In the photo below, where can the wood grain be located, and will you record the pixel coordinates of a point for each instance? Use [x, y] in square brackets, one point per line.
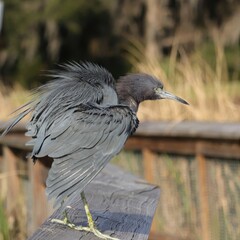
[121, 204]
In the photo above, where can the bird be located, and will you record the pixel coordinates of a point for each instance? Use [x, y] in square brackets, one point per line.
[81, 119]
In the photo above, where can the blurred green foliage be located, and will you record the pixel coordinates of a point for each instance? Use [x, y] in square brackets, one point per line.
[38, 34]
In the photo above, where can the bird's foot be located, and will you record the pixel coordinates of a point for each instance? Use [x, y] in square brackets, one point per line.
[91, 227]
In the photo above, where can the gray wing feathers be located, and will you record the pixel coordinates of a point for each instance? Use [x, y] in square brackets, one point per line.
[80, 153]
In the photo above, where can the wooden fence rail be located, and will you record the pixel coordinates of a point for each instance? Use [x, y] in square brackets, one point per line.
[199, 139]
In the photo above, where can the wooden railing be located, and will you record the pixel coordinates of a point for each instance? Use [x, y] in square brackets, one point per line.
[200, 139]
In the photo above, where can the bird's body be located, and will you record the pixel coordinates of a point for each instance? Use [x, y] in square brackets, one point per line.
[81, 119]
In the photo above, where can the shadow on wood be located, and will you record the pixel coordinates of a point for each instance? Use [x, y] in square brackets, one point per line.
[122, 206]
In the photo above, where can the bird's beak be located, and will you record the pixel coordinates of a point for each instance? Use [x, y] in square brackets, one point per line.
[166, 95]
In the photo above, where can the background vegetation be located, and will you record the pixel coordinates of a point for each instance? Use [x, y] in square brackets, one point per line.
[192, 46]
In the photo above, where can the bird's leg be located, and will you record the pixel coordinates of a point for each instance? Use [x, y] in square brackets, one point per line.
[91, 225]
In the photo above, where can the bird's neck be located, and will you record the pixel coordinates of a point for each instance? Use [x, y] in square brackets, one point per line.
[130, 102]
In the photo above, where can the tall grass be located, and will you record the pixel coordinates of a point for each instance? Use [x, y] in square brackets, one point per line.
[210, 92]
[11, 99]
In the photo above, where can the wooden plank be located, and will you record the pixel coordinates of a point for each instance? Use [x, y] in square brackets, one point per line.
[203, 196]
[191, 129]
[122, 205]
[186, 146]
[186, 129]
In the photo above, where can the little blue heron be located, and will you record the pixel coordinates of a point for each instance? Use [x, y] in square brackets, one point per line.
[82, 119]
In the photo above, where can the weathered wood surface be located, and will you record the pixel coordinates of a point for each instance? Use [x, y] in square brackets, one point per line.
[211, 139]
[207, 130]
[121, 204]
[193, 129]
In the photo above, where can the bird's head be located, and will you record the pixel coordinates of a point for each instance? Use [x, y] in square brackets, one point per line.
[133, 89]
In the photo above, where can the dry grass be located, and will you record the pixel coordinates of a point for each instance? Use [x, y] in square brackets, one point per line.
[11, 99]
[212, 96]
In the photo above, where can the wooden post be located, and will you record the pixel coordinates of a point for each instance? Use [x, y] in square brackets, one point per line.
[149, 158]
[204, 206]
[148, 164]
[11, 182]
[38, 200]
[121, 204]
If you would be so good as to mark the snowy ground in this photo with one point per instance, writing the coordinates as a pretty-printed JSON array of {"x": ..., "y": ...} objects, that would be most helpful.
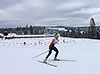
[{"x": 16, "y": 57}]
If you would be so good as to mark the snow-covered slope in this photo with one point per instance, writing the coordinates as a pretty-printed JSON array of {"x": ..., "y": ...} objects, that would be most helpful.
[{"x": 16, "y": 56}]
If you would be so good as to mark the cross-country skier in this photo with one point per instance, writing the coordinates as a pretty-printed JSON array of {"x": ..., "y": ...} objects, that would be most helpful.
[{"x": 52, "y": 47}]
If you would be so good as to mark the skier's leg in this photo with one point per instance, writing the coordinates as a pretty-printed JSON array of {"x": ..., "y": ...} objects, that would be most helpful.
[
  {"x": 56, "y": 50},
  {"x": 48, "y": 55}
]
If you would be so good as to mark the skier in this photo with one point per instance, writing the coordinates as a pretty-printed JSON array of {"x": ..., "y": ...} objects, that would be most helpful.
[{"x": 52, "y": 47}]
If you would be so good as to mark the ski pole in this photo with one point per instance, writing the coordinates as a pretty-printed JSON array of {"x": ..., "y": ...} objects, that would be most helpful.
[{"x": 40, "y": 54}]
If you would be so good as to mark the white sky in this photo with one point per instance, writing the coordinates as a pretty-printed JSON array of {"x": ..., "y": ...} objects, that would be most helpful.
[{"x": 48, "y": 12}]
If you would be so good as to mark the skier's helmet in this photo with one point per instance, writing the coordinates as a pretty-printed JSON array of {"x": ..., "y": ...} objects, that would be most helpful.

### Problem to solve:
All the records above need to be given again word for word. Skip the pictures.

### Expected output:
In the photo below, where can the wood grain be located, and will you record the pixel coordinates of a point for each instance? Use [x, y] in square brackets, one point per line.
[121, 204]
In the photo above, where can the bird be located, and will you record the pixel coordinates of a point for each instance? Use [x, y] in square brackets, one point per line.
[81, 119]
In the photo above, where can the blurred green foliage be located, and will you record the pixel coordinates of a point for each instance? Use [x, y] in square brackets, one point per line.
[38, 34]
In the photo above, where can the bird's foot be located, and will you record the pixel coordinates of a point for each instance? Use [x, y] in square brackets, one point per line.
[91, 227]
In the photo above, where can the gray wing feathers be located, and will you record the pixel coordinates of a point for each instance? Use [x, y] in square brackets, one point per line.
[80, 153]
In the photo above, where can the wooden fence rail be located, and will you record the pixel coordinates of a point for each instance? Use [x, y] in square brackets, one point per line.
[199, 139]
In the photo above, where can the wooden railing be located, and will you record the pixel coordinates of a point for each instance? Use [x, y] in square brackets, one point per line.
[200, 139]
In the photo above, where can the bird's body be located, and will you record the pixel coordinates of a point for each instance? Use [x, y] in square brackets, one point per line.
[81, 119]
In the photo above, where can the shadow on wood be located, and will you record the pixel coordinates of a point for each instance? Use [x, y] in square brackets, one point per line.
[122, 206]
In the photo above, where can the bird's beak be located, and will you record the pixel coordinates of a point for each instance? Use [x, y] in square brackets, one point per line.
[166, 95]
In the photo above, where can the background vegetation be located, and will you record the pixel coordinates of a point for each instance? Use [x, y] in square brackets, one point per line.
[192, 46]
In the photo above, where can the bird's leg be located, and will you record the pixel coordinates of a point for each instance? Use [x, y] in square brackets, one point per line.
[91, 225]
In the photo above, where can the bird's neck be located, and will you record the pixel coordinates of a point for each instance? Use [x, y] in square brackets, one point per line.
[130, 102]
In the photo above, where can the tall grass be located, and will you record the pixel coordinates of a point for each instance? Use [x, y] in square brackets, one point per line.
[210, 92]
[11, 99]
In the photo above, where can the wooden plank be located, and will you record the pixel coordinates of a point for each instance? Use [x, y] in square brackets, one point per line.
[203, 196]
[191, 129]
[122, 205]
[186, 146]
[186, 129]
In the photo above, where can the little blue heron be located, and will you record the pixel coordinates of a point for each instance? Use [x, y] in square brackets, one point per line.
[82, 119]
In the photo above, where can the weathered wood surface be located, and will you record the pixel coordinates of a point for each instance? Use [x, y] in square brackets, one point per line.
[211, 139]
[207, 130]
[121, 204]
[193, 129]
In the photo above, where can the bird's head be located, and will you record the pixel coordinates of a point for each instance? Use [x, y] in square brackets, one point per line.
[133, 89]
In the photo above, where can the dry grass be located, and will you record the pixel coordinates of a point for each instance? Use [x, y] in square brackets, one point per line.
[11, 99]
[212, 96]
In the photo above, where can the wooden post be located, and will you record the pixel coordinates of a point for each instance? Use [x, y] in square brackets, one point per line.
[149, 158]
[204, 206]
[148, 164]
[11, 182]
[38, 200]
[121, 204]
If you would be so good as to mark the snowy ground in this photo with one point per instance, writing the coordinates as a pretty-printed JSON array of {"x": ..., "y": ...} objects, that would be most helpful.
[{"x": 16, "y": 57}]
If you would be so good as to mark the snow-covered slope in this photo with one point per instance, writing the coordinates as a pretty-printed JSON array of {"x": ..., "y": ...} objects, that would be most helpful.
[{"x": 16, "y": 56}]
If you would be so good as to mark the cross-country skier in this photo with one point per instance, writing the coordinates as a pretty-printed JSON array of {"x": ..., "y": ...} objects, that would be most helpful.
[{"x": 52, "y": 47}]
If you would be so good as to mark the skier's leg in this photo with one point per instance, writing the coordinates as a pretty-printed JSON array of {"x": ..., "y": ...} objects, that would be most helpful.
[
  {"x": 56, "y": 50},
  {"x": 48, "y": 55}
]
If you would be so good as to mark the skier in this photo with one point per instance, writing the coordinates as a pretty-printed JSON array of {"x": ..., "y": ...} objects, that would be most helpful.
[{"x": 52, "y": 47}]
If you would be so good as to mark the ski pole in this photo with one point per instance, writing the coordinates as a pretty-printed JSON array of {"x": ..., "y": ...} objects, that would be most helpful.
[{"x": 40, "y": 54}]
If you would be so good as to mark the white sky in this photo with one point per instance, writing the coordinates as a pretty-printed JSON array of {"x": ..., "y": ...} objects, that would be most helpful.
[{"x": 48, "y": 12}]
If you would be so good as to mark the skier's helmet in this photo with one point per instance, writing the coordinates as a pretty-printed JSON array of {"x": ..., "y": ...} objects, that would be most helpful.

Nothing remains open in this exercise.